The answer must consist of every line in the data that contains "instance".

-------------------------

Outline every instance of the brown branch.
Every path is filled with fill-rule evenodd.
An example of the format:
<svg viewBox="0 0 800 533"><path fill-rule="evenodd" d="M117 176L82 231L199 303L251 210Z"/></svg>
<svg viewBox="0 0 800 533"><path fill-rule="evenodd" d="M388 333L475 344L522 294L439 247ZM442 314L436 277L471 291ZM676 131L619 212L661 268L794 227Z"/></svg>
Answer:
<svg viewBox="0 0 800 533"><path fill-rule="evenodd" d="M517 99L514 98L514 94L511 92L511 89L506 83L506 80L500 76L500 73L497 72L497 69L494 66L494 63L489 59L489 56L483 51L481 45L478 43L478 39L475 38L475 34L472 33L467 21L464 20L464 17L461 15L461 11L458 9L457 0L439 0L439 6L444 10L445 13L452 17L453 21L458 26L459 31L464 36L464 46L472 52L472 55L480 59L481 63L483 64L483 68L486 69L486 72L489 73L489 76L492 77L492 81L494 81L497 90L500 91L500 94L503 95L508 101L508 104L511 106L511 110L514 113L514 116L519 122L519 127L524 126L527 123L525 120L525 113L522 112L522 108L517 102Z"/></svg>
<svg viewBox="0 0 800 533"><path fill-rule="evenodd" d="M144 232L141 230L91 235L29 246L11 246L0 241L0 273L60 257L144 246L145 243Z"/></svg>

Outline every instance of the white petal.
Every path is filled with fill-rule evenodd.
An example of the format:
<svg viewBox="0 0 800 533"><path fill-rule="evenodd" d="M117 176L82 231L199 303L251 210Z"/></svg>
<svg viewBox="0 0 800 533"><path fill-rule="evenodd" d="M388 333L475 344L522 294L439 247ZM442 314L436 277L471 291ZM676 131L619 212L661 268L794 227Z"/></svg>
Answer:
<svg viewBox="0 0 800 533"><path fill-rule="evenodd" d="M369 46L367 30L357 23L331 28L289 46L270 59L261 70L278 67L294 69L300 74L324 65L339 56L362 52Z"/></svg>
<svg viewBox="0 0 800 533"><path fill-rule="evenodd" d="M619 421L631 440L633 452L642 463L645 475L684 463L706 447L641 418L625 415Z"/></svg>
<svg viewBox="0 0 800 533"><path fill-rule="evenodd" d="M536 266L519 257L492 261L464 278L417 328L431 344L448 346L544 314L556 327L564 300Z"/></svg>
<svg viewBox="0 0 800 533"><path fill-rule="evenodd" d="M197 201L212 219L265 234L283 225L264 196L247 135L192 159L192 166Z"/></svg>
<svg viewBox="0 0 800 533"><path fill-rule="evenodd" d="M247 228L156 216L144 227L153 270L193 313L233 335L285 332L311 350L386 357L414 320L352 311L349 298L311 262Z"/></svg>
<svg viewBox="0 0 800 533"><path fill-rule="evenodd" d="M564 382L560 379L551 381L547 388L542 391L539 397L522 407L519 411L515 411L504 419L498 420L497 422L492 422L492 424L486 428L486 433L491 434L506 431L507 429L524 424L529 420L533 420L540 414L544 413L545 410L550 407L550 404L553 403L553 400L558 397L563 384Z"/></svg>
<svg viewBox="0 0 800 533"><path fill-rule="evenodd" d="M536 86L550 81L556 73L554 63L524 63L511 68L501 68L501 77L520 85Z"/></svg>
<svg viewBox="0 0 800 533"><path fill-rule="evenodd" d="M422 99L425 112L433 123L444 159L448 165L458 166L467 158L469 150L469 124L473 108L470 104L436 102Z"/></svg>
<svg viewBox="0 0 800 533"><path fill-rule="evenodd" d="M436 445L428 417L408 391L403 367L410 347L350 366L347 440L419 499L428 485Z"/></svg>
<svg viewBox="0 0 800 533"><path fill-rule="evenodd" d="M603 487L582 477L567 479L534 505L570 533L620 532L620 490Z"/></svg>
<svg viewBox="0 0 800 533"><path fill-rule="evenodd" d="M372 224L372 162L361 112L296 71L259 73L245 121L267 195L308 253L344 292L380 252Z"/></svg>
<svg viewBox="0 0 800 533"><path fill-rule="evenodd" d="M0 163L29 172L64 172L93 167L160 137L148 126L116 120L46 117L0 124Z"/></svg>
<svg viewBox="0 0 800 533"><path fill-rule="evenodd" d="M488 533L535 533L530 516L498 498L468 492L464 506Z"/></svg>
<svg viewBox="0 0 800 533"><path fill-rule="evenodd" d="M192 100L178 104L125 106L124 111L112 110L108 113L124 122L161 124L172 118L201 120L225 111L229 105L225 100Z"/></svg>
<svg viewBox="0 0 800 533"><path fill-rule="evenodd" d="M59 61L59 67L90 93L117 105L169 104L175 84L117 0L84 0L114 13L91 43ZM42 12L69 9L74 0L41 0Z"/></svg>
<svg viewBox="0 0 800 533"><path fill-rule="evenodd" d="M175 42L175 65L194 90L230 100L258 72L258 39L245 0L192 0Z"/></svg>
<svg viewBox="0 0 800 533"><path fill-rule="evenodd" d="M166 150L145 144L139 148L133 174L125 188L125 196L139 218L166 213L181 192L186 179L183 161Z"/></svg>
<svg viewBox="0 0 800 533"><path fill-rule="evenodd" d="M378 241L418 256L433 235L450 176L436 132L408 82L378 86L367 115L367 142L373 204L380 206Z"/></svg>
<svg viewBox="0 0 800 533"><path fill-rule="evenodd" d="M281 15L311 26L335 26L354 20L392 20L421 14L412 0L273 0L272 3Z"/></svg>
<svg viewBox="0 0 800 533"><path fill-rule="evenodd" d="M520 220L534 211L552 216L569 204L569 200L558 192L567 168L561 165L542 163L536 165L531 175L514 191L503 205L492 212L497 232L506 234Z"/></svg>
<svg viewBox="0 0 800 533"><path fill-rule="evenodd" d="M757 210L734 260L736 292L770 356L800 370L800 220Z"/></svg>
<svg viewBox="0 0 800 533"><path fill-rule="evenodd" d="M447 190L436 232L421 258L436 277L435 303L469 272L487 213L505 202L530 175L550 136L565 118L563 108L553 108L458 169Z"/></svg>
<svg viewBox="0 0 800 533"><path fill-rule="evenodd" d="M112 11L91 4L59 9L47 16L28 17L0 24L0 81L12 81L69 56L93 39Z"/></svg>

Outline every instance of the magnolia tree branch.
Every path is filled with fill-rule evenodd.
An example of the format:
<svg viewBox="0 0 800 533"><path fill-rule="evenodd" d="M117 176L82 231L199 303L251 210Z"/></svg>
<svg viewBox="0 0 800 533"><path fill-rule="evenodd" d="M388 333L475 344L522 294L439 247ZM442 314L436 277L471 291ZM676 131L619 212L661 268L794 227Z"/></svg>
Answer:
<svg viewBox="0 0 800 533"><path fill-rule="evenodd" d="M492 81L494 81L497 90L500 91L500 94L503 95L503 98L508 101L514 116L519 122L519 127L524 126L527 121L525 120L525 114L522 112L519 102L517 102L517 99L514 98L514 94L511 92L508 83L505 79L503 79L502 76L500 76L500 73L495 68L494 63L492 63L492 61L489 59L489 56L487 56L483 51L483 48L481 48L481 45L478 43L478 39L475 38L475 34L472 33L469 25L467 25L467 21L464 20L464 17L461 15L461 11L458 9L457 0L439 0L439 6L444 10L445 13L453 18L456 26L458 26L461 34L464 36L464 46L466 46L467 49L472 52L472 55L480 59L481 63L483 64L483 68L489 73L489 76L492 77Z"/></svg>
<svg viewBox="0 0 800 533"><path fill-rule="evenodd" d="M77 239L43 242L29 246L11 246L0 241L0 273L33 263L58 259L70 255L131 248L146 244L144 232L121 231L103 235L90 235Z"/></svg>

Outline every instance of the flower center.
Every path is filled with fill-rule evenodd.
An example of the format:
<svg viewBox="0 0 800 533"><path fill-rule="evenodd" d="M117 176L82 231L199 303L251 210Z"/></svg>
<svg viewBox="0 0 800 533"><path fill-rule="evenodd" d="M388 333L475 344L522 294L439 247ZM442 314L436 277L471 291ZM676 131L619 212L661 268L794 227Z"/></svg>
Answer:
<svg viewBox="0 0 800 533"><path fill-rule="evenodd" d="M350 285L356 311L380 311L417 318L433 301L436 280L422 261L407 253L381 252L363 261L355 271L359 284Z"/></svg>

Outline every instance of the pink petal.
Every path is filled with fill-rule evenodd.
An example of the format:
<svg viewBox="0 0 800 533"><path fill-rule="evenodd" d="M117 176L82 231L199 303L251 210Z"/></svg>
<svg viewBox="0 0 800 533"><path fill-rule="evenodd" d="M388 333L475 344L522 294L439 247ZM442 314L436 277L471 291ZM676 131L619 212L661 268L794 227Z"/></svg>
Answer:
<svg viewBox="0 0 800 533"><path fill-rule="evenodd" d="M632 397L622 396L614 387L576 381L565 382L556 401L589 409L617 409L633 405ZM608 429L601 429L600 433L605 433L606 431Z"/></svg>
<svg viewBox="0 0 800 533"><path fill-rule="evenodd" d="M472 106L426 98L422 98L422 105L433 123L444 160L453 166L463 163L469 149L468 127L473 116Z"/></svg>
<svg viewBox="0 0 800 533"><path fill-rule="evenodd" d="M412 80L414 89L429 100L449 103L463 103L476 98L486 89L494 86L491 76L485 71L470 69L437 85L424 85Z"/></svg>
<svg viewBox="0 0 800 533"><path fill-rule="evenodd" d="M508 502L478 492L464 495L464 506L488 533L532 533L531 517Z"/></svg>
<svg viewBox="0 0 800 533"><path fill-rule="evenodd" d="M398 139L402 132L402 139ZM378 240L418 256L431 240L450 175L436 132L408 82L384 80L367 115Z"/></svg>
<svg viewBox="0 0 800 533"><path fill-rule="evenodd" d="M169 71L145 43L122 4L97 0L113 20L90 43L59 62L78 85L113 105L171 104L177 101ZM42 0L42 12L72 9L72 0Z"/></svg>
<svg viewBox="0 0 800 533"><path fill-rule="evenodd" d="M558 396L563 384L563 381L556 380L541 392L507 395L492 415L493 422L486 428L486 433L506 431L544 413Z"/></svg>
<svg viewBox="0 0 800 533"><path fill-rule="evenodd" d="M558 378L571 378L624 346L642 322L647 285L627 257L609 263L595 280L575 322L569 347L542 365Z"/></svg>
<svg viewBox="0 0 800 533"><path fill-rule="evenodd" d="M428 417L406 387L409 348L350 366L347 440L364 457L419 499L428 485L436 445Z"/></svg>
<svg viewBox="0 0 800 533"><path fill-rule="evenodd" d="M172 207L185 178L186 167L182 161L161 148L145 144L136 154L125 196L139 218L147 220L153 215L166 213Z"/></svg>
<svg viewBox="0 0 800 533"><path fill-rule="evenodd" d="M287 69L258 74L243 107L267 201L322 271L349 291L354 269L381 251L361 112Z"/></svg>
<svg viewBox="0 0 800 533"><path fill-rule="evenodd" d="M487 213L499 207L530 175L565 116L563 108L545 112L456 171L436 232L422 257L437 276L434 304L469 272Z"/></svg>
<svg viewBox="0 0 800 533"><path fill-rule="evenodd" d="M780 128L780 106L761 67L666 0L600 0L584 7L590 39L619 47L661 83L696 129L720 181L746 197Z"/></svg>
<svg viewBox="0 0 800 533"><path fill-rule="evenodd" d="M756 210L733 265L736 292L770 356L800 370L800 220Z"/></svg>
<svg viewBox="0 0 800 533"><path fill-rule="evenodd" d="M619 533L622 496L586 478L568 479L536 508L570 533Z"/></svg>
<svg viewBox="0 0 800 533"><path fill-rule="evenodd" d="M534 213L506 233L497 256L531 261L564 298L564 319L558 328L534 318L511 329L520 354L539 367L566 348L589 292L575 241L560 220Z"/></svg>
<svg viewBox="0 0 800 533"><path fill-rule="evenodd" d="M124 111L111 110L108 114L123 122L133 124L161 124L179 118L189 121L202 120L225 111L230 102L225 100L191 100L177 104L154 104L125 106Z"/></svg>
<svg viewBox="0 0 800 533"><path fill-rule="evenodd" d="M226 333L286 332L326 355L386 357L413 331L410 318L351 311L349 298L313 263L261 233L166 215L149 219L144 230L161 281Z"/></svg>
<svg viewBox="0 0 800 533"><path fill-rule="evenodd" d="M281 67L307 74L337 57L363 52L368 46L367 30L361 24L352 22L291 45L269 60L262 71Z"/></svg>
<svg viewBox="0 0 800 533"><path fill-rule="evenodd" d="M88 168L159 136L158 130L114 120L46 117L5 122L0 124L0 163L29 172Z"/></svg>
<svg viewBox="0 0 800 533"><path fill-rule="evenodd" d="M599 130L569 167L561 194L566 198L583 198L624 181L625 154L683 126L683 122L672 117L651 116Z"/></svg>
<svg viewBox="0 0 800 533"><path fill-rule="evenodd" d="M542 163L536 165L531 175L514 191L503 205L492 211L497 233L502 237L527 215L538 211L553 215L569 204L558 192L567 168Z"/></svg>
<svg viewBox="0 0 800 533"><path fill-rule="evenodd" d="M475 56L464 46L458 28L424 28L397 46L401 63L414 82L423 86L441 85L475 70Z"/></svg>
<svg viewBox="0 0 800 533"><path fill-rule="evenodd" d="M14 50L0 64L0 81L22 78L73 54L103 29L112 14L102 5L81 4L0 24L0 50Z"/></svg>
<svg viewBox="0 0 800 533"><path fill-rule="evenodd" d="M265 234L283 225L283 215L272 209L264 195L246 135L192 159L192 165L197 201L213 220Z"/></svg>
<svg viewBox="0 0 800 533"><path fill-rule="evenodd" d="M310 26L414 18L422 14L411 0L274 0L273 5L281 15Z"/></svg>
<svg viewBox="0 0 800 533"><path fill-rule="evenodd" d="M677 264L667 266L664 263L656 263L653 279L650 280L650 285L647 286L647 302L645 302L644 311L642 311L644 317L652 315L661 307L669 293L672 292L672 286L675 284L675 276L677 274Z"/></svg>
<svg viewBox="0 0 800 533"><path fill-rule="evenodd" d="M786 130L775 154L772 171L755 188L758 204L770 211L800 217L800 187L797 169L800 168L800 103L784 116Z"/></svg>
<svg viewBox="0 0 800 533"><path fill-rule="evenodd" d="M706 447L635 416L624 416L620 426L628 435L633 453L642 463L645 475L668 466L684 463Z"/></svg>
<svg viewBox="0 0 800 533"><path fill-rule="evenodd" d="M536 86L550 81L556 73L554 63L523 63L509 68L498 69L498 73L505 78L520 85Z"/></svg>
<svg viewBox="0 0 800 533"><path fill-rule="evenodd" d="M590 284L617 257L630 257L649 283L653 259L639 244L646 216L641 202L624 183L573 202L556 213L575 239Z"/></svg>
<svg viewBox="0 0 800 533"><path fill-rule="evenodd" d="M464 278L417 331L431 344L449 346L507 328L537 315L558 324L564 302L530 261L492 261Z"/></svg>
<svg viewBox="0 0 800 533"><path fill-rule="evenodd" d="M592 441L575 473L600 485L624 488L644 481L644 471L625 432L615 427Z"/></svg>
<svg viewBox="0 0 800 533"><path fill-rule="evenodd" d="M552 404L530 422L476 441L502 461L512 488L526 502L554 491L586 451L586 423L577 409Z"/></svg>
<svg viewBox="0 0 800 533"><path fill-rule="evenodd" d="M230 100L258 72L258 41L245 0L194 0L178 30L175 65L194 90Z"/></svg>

-------------------------

Final answer:
Outline every instance of the brown branch.
Outline every instance of the white petal.
Outline every instance of the magnolia tree branch.
Outline every instance of the flower center.
Outline every instance of the pink petal.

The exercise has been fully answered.